[START OF Records for processing]

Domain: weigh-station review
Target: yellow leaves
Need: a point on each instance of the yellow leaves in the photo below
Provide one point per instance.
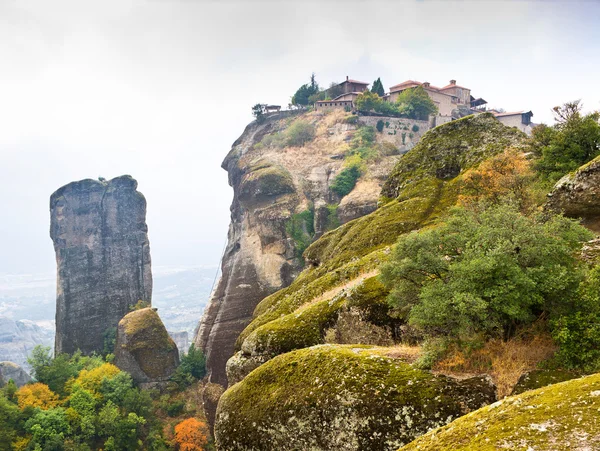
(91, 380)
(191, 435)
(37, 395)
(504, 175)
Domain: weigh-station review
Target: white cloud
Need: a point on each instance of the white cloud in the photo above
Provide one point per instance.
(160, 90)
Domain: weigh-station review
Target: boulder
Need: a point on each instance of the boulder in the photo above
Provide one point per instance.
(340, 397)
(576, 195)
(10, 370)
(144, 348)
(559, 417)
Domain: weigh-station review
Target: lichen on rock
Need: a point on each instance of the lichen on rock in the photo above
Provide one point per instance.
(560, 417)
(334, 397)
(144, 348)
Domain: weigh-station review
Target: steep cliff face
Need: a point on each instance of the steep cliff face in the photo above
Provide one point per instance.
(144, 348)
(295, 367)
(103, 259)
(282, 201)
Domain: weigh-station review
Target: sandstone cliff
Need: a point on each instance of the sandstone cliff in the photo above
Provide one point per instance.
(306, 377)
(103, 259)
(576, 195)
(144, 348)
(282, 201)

[END OF Records for processing]
[START OF Records for processing]

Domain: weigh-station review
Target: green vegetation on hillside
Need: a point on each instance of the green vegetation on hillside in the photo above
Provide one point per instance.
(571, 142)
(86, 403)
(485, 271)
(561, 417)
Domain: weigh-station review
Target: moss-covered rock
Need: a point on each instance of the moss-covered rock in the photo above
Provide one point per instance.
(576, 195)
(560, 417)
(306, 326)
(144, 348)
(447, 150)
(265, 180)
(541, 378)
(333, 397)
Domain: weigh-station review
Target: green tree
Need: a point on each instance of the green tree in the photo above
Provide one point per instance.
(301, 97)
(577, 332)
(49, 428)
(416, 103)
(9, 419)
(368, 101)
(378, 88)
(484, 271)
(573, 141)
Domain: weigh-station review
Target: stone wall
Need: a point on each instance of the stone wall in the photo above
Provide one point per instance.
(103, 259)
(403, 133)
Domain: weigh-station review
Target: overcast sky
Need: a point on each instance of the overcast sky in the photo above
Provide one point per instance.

[END OF Records for processing]

Directions for this task. Show every line of the material above that contains the word "green", copying each line in full. Case counts.

Reply.
Target: green vegetation on hillside
Need: a point on each instance of the green vegetation on hillside in the photo above
Target: green tree
Need: a point on each instance of the green tree in the photo above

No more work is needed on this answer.